(Try it): From the records below, pull out every line that contains the string "order", treating uppercase and lowercase as different.

[Collected data entries]

********************

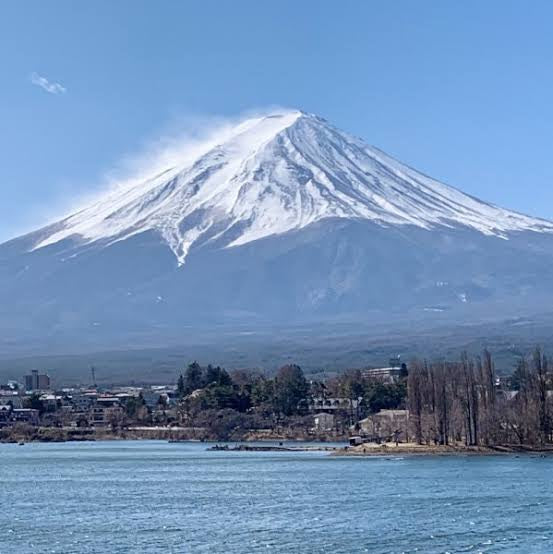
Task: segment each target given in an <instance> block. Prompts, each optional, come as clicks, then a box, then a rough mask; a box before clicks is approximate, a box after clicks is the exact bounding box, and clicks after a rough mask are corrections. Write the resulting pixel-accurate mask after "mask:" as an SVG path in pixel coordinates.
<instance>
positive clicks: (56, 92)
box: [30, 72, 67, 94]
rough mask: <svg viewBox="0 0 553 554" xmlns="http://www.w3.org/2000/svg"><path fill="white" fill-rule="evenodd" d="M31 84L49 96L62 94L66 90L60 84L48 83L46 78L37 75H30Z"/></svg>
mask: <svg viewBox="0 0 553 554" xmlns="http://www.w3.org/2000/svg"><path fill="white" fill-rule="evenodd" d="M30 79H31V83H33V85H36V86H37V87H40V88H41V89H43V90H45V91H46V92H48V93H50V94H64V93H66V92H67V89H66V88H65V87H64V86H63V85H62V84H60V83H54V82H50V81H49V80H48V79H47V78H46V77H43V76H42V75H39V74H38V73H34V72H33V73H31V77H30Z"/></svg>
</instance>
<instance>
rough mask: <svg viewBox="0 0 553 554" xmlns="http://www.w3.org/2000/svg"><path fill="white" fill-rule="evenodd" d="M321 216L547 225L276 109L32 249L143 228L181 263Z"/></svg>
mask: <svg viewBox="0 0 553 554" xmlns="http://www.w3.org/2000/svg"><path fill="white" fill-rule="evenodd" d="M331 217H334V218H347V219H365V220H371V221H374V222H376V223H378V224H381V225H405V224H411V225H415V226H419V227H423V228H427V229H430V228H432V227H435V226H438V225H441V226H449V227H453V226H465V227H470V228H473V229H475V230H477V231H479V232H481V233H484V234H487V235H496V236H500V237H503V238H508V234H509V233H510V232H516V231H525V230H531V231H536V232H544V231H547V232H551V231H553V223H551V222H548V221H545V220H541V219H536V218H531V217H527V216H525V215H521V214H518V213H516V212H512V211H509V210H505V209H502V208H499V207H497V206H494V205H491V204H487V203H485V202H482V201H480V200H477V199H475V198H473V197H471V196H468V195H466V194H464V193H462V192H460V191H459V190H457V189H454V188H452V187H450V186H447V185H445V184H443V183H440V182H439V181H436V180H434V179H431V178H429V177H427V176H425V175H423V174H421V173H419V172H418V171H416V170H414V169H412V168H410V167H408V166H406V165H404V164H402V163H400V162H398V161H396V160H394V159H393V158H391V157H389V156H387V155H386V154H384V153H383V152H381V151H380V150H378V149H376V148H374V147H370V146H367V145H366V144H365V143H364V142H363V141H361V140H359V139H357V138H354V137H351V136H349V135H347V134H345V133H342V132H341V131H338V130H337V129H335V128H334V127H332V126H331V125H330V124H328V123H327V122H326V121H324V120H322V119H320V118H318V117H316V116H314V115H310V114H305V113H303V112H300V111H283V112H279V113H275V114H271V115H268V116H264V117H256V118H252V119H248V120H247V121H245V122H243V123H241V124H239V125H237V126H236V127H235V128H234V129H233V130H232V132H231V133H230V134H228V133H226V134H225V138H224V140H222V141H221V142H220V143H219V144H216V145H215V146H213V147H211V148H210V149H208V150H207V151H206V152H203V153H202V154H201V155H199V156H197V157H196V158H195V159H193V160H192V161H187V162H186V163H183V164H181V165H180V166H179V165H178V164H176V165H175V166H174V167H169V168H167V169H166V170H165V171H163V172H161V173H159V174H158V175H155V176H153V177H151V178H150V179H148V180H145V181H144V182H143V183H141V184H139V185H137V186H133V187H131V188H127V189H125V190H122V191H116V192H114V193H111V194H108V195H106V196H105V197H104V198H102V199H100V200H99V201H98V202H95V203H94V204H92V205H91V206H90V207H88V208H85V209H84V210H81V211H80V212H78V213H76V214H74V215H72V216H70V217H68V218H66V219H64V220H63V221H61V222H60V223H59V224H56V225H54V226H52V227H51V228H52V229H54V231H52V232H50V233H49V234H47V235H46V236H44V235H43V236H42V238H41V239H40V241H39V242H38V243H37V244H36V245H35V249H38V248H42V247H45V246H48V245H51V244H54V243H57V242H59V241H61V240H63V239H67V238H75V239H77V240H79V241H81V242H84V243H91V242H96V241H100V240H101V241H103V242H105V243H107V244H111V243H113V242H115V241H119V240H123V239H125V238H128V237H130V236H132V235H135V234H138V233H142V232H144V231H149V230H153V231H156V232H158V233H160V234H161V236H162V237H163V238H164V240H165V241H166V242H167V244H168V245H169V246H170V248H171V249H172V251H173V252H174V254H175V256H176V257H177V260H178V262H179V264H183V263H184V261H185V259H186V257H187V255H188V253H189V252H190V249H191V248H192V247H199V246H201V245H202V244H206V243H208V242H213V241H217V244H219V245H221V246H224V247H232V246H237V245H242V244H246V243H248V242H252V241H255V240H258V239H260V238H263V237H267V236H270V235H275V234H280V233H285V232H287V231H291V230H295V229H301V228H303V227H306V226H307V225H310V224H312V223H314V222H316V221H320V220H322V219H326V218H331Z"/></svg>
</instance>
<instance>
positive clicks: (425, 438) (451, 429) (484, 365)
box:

********************

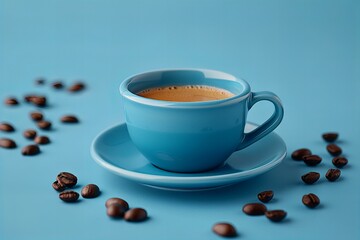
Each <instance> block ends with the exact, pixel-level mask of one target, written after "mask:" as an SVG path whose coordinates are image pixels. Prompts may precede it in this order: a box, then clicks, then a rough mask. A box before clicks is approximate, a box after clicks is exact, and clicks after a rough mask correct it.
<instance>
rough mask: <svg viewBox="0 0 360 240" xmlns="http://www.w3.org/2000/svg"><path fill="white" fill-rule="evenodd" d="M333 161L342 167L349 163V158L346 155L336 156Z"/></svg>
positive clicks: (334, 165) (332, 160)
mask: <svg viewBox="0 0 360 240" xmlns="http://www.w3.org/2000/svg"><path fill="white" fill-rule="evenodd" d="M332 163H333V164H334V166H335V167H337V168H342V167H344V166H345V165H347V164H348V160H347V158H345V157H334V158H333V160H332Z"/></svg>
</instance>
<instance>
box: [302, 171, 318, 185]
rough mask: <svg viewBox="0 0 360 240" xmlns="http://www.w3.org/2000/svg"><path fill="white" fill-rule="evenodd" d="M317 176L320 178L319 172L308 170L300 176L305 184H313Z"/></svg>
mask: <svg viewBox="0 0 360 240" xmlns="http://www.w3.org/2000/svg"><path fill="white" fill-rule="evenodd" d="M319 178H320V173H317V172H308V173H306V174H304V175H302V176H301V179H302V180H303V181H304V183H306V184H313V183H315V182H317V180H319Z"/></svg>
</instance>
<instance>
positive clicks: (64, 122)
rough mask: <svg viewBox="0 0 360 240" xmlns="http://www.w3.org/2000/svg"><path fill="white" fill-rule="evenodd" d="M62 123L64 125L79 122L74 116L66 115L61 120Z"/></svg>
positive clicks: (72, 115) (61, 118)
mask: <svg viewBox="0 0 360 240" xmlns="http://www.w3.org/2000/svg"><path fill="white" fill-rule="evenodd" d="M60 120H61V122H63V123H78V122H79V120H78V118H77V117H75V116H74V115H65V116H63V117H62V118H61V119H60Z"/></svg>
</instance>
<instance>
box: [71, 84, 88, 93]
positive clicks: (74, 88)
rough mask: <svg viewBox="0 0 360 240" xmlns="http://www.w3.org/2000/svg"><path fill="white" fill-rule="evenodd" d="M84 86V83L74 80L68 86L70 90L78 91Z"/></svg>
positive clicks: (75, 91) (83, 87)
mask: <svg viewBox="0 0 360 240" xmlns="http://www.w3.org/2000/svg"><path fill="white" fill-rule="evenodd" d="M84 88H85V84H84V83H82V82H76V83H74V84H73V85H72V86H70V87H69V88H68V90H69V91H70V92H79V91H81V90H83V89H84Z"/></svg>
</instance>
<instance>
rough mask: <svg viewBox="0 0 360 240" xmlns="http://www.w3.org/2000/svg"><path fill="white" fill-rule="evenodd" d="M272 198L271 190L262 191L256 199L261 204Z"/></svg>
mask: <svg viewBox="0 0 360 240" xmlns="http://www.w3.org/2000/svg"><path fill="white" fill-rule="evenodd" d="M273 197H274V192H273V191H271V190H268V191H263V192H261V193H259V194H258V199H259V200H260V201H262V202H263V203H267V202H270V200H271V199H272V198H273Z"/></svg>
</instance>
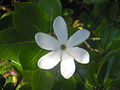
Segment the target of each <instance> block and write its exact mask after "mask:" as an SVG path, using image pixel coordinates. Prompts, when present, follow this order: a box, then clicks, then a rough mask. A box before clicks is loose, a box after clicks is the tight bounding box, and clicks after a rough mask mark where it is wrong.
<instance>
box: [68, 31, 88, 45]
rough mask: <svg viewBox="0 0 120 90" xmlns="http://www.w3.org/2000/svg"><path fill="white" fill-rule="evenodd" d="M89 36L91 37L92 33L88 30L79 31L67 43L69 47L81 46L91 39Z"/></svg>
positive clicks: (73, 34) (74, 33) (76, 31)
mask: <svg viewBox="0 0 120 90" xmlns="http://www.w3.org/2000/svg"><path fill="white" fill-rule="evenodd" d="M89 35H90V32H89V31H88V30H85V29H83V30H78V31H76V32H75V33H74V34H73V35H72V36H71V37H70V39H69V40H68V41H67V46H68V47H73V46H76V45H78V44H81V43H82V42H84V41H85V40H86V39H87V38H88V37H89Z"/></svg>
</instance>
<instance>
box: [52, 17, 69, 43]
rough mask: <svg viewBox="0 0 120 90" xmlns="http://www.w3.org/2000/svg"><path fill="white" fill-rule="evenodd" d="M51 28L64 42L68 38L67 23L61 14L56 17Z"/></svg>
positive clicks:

********************

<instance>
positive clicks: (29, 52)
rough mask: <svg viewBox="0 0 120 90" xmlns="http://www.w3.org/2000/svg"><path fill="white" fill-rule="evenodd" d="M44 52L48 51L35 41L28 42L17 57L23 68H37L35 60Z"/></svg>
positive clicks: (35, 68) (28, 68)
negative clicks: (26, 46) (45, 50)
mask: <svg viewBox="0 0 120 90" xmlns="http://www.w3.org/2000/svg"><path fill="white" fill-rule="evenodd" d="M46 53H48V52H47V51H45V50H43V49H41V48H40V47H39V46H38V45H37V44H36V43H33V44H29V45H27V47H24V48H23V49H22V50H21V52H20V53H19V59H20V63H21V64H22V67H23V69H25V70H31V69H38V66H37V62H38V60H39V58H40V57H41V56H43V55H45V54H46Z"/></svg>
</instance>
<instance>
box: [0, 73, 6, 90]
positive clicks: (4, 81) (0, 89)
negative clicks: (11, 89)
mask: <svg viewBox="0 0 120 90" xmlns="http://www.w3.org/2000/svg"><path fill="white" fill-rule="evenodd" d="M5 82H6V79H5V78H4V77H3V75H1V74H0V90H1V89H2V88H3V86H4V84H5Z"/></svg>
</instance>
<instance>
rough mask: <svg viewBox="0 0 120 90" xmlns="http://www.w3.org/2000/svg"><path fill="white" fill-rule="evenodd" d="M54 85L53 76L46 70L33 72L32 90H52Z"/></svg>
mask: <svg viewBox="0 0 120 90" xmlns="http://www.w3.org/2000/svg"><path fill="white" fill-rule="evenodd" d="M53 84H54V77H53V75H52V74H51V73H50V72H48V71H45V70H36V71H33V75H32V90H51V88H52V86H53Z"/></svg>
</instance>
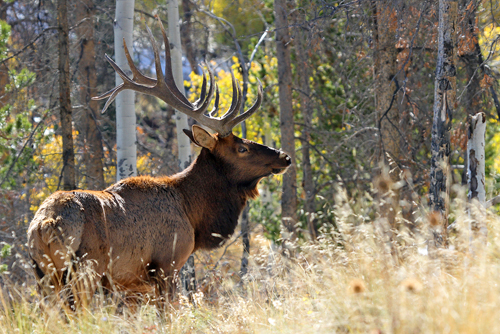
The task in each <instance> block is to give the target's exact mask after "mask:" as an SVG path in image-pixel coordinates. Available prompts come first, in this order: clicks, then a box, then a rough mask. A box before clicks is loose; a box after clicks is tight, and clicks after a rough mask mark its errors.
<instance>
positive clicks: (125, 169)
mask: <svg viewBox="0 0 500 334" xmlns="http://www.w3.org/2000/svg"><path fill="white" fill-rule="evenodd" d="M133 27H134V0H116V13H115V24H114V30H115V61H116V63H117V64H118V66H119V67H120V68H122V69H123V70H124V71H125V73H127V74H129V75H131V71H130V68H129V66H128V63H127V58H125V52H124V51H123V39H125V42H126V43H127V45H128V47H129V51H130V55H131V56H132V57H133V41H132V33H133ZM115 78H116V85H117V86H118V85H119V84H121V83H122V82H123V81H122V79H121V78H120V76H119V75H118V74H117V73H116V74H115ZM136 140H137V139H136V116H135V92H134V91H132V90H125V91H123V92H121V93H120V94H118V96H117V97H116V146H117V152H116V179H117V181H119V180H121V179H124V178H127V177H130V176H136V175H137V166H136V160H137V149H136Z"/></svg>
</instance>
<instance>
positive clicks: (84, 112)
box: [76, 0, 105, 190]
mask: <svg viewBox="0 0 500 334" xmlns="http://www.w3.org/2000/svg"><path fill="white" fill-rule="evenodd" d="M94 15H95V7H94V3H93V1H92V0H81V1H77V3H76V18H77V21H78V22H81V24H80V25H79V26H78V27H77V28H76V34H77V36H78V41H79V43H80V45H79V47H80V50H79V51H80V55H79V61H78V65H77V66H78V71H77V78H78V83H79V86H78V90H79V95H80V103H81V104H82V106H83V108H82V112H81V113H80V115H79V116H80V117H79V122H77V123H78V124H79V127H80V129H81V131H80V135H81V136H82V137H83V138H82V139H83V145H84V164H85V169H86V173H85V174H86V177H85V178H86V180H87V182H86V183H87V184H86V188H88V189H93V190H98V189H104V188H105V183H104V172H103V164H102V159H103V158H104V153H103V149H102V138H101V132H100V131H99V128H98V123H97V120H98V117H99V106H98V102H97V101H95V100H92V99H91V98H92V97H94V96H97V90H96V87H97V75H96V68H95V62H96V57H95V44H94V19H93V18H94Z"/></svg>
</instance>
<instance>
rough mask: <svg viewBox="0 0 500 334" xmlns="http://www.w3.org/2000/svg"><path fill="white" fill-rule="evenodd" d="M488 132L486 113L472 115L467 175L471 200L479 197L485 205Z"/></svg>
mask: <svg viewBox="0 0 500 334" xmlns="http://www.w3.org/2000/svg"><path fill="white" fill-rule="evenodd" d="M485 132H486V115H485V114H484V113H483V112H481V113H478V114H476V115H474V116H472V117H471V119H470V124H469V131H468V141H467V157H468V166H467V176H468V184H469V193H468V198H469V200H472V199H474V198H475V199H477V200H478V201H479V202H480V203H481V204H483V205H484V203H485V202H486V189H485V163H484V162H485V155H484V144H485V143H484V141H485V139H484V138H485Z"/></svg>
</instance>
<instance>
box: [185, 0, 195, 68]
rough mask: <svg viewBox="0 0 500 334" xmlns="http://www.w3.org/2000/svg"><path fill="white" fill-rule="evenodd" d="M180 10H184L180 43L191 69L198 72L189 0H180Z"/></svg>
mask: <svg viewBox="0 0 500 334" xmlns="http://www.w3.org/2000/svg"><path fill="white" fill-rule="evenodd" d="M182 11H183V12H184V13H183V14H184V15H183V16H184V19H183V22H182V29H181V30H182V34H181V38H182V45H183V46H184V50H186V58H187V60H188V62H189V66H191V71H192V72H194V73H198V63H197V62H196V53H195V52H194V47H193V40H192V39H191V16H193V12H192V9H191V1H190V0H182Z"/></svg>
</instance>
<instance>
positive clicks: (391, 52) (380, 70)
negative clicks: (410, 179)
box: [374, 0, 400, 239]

********************

(Solution to the problem):
Each <instance> block ends with the exact, pixel-level mask of one target, written after "mask:" as an SVG path whose coordinates are image pixels. Prompts may precede it in this order: a box, then clicks, then a rough mask. A box before clicks is approximate, a box after clicks is exact, and clicks after a rough mask correct it.
Segment the target of each <instance> block and write its exact mask after "mask:" as an SVG path, using image pixel coordinates. Prompts, when present, follow this order: a box, then clicks, then a rough mask. A box before clicks is loose, a box after clicks is the tight bounding box, and clicks after a rough mask mark where it is wrong.
The task in each <instance> block is to give the target's exact mask after "mask:" as an SVG path in image-pixel coordinates. Available prompts come first, in this order: clicks, then a box, then a rough mask. A box before clicks is loose; a box after clicks is tight, and clicks after a rough mask mark its errors.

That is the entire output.